> **To do**:
**a)** Print the part of the article about the social platform Post that runs from "Nonetheless publishers have" up to and including "Post offer publishers?".
**b)** In the article about the social platform Post, why does the platform let creators put a cost in Post points on their posts? Answer in one to three sentences.
**c)** Write the next part of the article about the social platform Post, starting after its last sentence.

> **Document passage**:

┌──

USA Today has been named the “first major publishing partner” on Post, the Twitter rival founded last year by the former chief executive of traffic and navigation app Waze.
Bardin, who led Waze between 2009 and 2021, set up Post in November when many Twitter users were unsure about the future of the platform following the takeover by Elon Musk.
Twitter users were reconsidering whether they would stay on the platform depending on Musk’s content moderation decisions, although the anti-Twitter mood appears to have died down since – even though numerous journalists were briefly suspended in December over reports on the banning of an account tracking the movements of Musk’s private jet.
Nonetheless publishers have been looking at Post to decide whether it is worth getting on board. Post allows users to write short posts, repost from other pages, follow accounts so they appear in a personalised feed, follow topics and in doing so create “micro-communities”, and take part in discussions underneath content.
Publishers and other creators are able to put a cost of “Post points” onto their posts – one point equals one cent. The platform’s FAQ section states: “We believe creators should be rewarded for the hard work they put into making quality content.”
What does Post offer publishers?
Another FAQ shares Post’s grand ambitions of building relationships with publishers: “Post is a news discovery platform that helps publishers and content creators meet and monetize new audiences on social media,” it says.
“Publishers can join Post to distribute their premium content in a pay as you go model and grow new consumers from readers to followers to subscribers.”
Bardin said he had already been working on the intersection between news and social media before Twitter’s turbulent end to the year, writing: “I believe the future newspaper is the feed and want to make it more civil for users, profitable for publishers and better for society.”

└──

> **Provided records**:

┌──

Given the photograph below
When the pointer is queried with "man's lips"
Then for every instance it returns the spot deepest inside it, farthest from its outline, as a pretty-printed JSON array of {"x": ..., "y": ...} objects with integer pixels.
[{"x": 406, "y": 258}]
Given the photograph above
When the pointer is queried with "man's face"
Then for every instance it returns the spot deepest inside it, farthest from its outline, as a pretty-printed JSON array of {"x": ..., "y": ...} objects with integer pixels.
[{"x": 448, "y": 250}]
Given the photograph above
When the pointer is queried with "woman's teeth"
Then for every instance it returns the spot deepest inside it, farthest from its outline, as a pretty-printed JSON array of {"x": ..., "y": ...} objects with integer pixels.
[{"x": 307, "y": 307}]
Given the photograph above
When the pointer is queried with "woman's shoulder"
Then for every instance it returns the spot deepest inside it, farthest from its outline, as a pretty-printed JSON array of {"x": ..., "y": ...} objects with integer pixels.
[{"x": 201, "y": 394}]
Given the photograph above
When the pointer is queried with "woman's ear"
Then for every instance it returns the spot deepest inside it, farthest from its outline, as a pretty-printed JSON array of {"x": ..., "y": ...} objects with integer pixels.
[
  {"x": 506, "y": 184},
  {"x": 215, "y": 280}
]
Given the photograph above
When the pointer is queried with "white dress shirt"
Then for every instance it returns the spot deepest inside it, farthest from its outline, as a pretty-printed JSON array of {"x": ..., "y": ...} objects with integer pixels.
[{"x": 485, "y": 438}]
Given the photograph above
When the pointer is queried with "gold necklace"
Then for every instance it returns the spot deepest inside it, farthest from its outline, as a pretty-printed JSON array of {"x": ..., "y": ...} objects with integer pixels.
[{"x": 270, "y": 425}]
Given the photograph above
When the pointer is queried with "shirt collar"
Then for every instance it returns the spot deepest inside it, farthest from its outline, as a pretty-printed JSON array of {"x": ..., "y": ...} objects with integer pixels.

└──

> **In response**:
**a)**
Nonetheless publishers have been looking at Post to decide whether it is worth getting on board. Post allows users to write short posts, repost from other pages, follow accounts so they appear in a personalised feed, follow topics and in doing so create “micro-communities”, and take part in discussions underneath content.
Publishers and other creators are able to put a cost of “Post points” onto their posts – one point equals one cent. The platform’s FAQ section states: “We believe creators should be rewarded for the hard work they put into making quality content.”
What does Post offer publishers?

**b)** Post's FAQ says creators should be rewarded for the hard work they put into making quality content. Publishers and other creators can therefore charge Post points for their posts, with one point equal to one cent.

**c)**
He has since said that one of his goals for the platform is to “bring on great publishers”, adding: “We want to allow you to read premium news from multiple publishers. We have big surprises in store for you.” Post is focused on US publishers for now but has plans to be global, he said.
USA Today joined on Monday and published more than 85 posts to the platform within 24 hours. Every post so far has cost one point to read ad-free and in-feed – meaning no waiting for external links to load – but Bardin said in his announcement of the brand’s arrival that its premium content could cost up to eight points.
Caroline Harris, vice president of digital distribution at USA Today owner Gannett, said the brand had joined Post to bring its ‘To the Point’ journalism “to a new platform, sharing our content and journalism with readers around the world.
“As the first major publishing partner, our content will provide Post users with real-time, approachable news to educate a new audience and promote civil conversation,” Harris said in a statement.
In a comment under its first post, the USA Today account told users it was planning to encourage more of its journalists to sign up to Post “after we ourselves get our bearings”.
One user responded to the publisher: “Appreciate the one point transaction giving us the ability to read content from outlets like USA Today without the noise of ads.
“When I can build one feed with the major outlets and do a bit of filtering, it will help me start ramping up use of points on articles.”
Post payments for publishers and creators
Reuters content on Post has varying price points from free to five points. Yahoo Finance, which has pointed less frequently than USA Today and Reuters so far, has made all of its content free although, like the others, users enjoying its work can leave a “tip”.
Some users quickly reported being flooded with USA Today and Reuters content in their feeds because of the amount of content they produce. Bardin responded: “The plan is (1) to have a separate feed for only premium news (2) to split their feeds by subject (Business, sports etc), (3) to allow you to follow Topics so only articles that fit the Topic will show up and (4) personalize your news feed specifically to your interests.”
When publishers apply to set up an account on Post, they are asked for details such as whether they want to set up an automated content feed, whether they want to paywall their content, and whether they want their content to appear natively on Post alongside promotional tools asking people to follow, tip, sign up to their newsletters or subscribe.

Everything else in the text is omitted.